▶ **STATED EXERCISE 1**:
From the passage on the federal bureaucracy, reproduce word for word the text from "The president oversees" up to and including "Department of Defense.".
▶ **STATED EXERCISE 2**:
In the passage on the federal bureaucracy, how many members make up the board of an independent commission?

President Donald Trump named fellow New York financiers and Wall Street moguls to direct economic agencies.

The president oversees the executive branch through a structured system of 15 departments. Newer departments include Energy, Veterans Affairs, and Homeland Security. Departments have been renamed and divided into multiple departments. The largest department is by far the Department of Defense.

Each Cabinet secretary directs a department. Though different secretaries handle different areas of jurisdictions, and surely have different pressures and face different issues, they are all paid the same salary.

The departments contain agencies that divide the departments’ goals and workload. In addition to the term agency, these subunits may be referred to as divisions, bureaus, offices, services, administrations, and boards. The Department of Homeland Security houses the Immigration and Customs Enforcement (ICE), the Coast Guard, and the Transportation Security Administration (TSA). These agencies deal with protecting the country and its citizens. There are hundreds of agencies, many of which have headquarters in Washington, DC, as well as regional offices in large U.S. cities.

The president appoints the head of each agency, typically referred to as the “director.” Most directors serve under a president during a four- or eight-year term. Some serve longer terms as defined in the statute that creates the agency.

The FBI is a law enforcement agency. Additional agencies fill the bureaucracy-embassies and ambassadors work within the State Department and tax collectors at the Internal Revenue Service work under the umbrella of the Treasury Department. Independent agencies, such as the National Aeronautics and Space Administration (NASA), are also in the executive branch bureaucracy, but they are not connected to a department. Congress has structured these in this way to avoid undue influence from a department.

The much more complicated independent regulatory agencies can create policies with the enforcement of law for unique industries or jurisdictions. (See Topic 2.13.)

Commissions and Government Corporations

Cabinet agencies and executive agencies have one head. Independent commissions have a body (board) that consists of five to seven members.

Members of these boards and commissions have staggered terms to ensure that a president cannot completely replace them with his own cronies. For example, if the Federal Reserve Board was composed of members appointed by one president, they could boost re-election chances by manipulating the interest rate and artificially stimulating the economy as an election nears. Such an action would make the agencies and commissions political rather than neutral.

Government corporations are a hybrid of a government agency and a private company. These started to appear in the 1930s, and they are usually created when the government wants to overlap with the private sector.

When Congress creates departments and agencies, it defines the organization’s mission and empowers it to carry out the mission. The legislature gives the departments broad goals, as they administer several agencies and a large number of bureaucrats within those departments. Agencies have more specific goals, and independent regulatory agencies have even more specialized responsibilities in their administrative mission.

The legislation that creates and defines the departments and agencies often gives wide latitude as to how bureaucrats administer the law. Though all executive branch organizations have a degree of discretion in how they carry out the law, the independent regulatory agencies and commissions have greater leeway and power to shape and enforce national policies than the others.

▶ **SUPPLIED ENTRIES**:
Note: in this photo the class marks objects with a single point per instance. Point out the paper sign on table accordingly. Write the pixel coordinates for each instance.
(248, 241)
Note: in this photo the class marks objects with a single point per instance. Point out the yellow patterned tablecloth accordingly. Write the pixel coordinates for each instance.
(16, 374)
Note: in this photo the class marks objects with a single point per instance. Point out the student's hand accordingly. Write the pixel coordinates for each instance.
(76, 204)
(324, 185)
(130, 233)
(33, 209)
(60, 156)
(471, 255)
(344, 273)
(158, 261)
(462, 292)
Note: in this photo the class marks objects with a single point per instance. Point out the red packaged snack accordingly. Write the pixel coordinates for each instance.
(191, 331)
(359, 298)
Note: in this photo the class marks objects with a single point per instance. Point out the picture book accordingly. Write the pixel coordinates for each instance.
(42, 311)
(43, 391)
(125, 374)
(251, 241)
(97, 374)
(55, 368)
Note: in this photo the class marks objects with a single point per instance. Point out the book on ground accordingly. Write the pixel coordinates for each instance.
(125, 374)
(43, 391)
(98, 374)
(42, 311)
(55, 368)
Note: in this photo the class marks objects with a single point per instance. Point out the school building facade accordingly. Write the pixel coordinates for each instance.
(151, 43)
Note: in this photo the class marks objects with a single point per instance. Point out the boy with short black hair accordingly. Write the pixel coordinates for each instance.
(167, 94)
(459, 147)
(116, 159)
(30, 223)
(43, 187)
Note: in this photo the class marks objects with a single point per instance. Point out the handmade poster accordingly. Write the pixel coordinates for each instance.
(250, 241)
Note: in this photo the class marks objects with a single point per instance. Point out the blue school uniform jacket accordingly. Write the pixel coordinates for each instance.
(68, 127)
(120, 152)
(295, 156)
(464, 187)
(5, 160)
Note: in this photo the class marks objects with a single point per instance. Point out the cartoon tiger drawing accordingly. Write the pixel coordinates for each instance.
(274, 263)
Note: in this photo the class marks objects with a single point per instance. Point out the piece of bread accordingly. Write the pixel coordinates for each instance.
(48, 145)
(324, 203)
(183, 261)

▶ **CORRECT OUTPUT 1**:
The president oversees the executive branch through a structured system of 15 departments. Newer departments include Energy, Veterans Affairs, and Homeland Security. Departments have been renamed and divided into multiple departments. The largest department is by far the Department of Defense.

▶ **CORRECT OUTPUT 2**:
Five to seven members.